DIRECTIONS FOR THIS TASK: Transcribe verbatim every line from the one containing "Task: tag every instance of the tree" through the last line below, including both ends.

-- Begin DATA EXTRACT --

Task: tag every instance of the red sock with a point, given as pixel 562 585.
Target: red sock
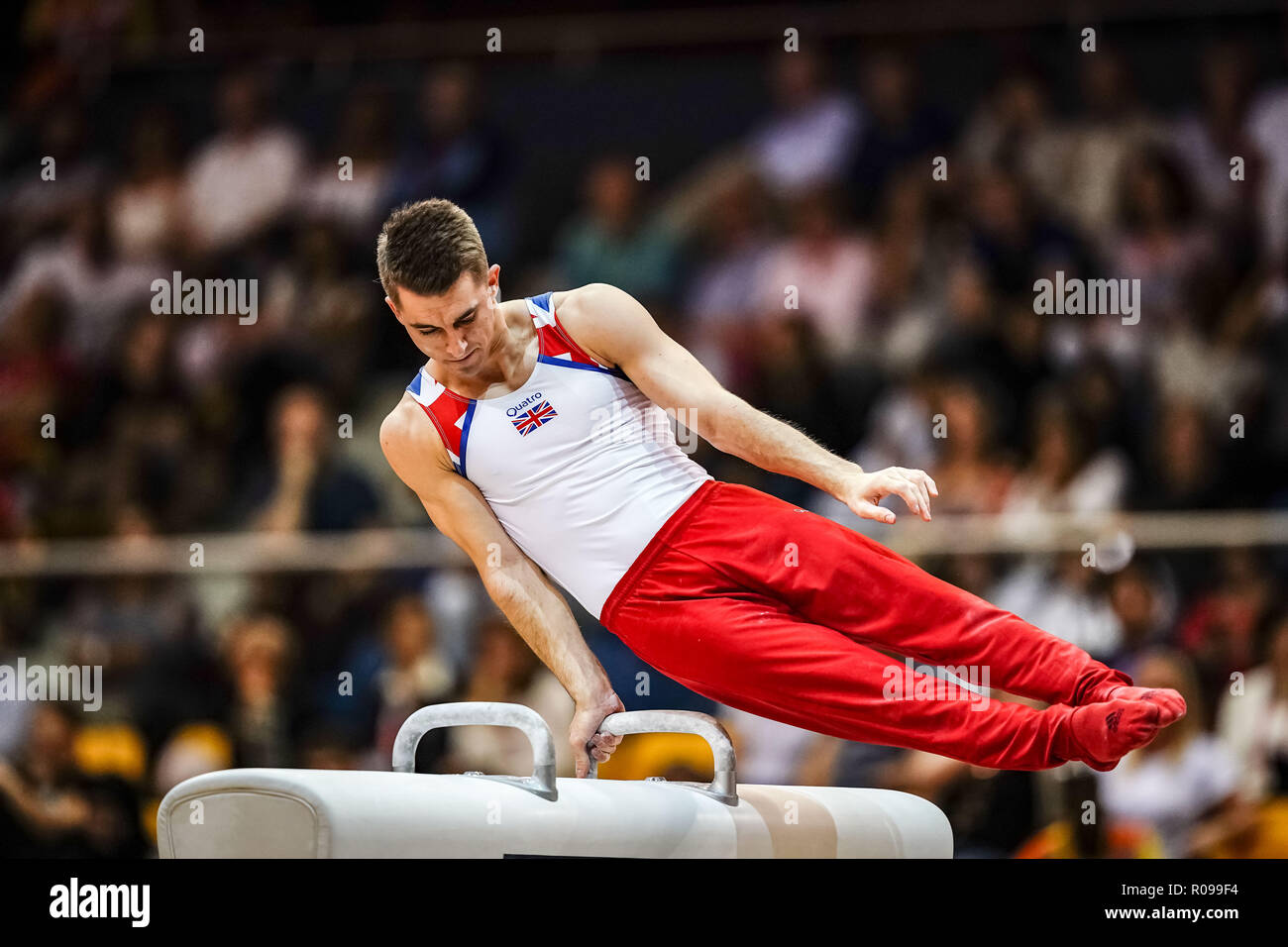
pixel 1102 733
pixel 1170 702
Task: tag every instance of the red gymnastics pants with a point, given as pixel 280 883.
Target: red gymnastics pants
pixel 773 609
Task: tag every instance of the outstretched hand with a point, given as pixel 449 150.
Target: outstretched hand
pixel 866 491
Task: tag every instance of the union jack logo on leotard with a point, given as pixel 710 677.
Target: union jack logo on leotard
pixel 533 418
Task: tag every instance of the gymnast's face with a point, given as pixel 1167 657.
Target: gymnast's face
pixel 460 329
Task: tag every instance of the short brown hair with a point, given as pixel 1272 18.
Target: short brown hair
pixel 426 247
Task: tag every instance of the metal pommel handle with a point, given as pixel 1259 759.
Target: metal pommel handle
pixel 724 787
pixel 488 714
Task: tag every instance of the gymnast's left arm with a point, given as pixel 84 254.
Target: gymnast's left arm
pixel 618 330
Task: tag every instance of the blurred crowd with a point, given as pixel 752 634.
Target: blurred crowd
pixel 912 298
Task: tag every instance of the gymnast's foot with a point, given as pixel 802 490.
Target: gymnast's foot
pixel 1170 702
pixel 1102 733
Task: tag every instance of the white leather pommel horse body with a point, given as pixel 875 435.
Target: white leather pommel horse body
pixel 323 813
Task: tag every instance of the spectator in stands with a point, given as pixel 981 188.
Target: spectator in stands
pixel 245 178
pixel 812 133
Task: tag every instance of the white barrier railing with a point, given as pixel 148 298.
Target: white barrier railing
pixel 424 548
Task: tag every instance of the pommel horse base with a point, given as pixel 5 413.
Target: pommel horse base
pixel 322 813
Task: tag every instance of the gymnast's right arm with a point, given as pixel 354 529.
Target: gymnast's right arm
pixel 516 585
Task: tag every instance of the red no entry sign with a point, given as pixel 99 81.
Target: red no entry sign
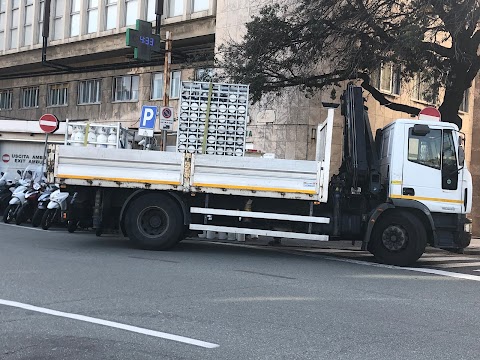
pixel 429 113
pixel 49 123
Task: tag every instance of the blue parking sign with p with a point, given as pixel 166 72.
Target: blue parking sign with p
pixel 147 120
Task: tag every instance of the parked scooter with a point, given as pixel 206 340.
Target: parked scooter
pixel 56 209
pixel 31 175
pixel 8 183
pixel 43 201
pixel 28 208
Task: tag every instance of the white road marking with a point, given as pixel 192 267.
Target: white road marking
pixel 112 324
pixel 444 258
pixel 25 227
pixel 459 264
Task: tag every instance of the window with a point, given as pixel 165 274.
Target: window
pixel 425 150
pixel 28 23
pixel 387 79
pixel 423 90
pixel 40 21
pixel 6 99
pixel 200 5
pixel 30 97
pixel 449 162
pixel 111 14
pixel 3 7
pixel 151 16
pixel 58 19
pixel 157 85
pixel 464 105
pixel 125 88
pixel 14 24
pixel 75 18
pixel 57 94
pixel 89 91
pixel 175 8
pixel 92 16
pixel 131 12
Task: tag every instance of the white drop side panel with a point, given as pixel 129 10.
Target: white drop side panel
pixel 260 177
pixel 119 167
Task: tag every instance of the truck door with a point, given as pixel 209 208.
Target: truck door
pixel 430 170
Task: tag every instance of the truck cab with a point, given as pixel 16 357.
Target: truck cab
pixel 422 167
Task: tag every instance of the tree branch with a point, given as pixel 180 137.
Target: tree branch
pixel 377 95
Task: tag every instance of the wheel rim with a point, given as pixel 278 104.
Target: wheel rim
pixel 152 222
pixel 51 217
pixel 12 211
pixel 394 238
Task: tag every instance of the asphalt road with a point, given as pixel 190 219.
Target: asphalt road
pixel 239 302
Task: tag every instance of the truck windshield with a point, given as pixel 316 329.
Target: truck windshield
pixel 425 150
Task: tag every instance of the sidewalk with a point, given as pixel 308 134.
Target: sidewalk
pixel 474 248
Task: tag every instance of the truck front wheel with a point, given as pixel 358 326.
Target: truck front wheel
pixel 154 222
pixel 399 238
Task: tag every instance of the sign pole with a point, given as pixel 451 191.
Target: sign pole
pixel 44 158
pixel 166 81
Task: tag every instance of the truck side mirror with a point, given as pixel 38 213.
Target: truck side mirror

-- End DATA EXTRACT --

PROBLEM SOLUTION:
Task: tag every instance of the tree branch with a point, given as pixel 180 137.
Target: tree branch
pixel 377 95
Task: tag every instance of the wheel rim with a point, given as pixel 278 104.
Target: wheel rim
pixel 152 222
pixel 51 217
pixel 12 211
pixel 394 238
Task: tag every instance of the asphalt road with a point, given as pixel 190 219.
Target: asphalt road
pixel 239 302
Task: tag every instance of the truck windshield with a point, given as pixel 316 329.
Target: truck windshield
pixel 425 150
Task: tag every instance of the sidewalk with a point, given as pixel 308 134.
Target: sidewalk
pixel 474 248
Task: tag every instance of the truck front wheel with a point, given as pixel 358 326.
Target: truck front wheel
pixel 154 222
pixel 399 238
Task: tag every instance of the sign pole with a point, given as pixel 451 191.
Target: sign pole
pixel 44 158
pixel 166 81
Task: tag every instance of the truck side mirror with a point, given as pixel 38 213.
Target: truck side mirror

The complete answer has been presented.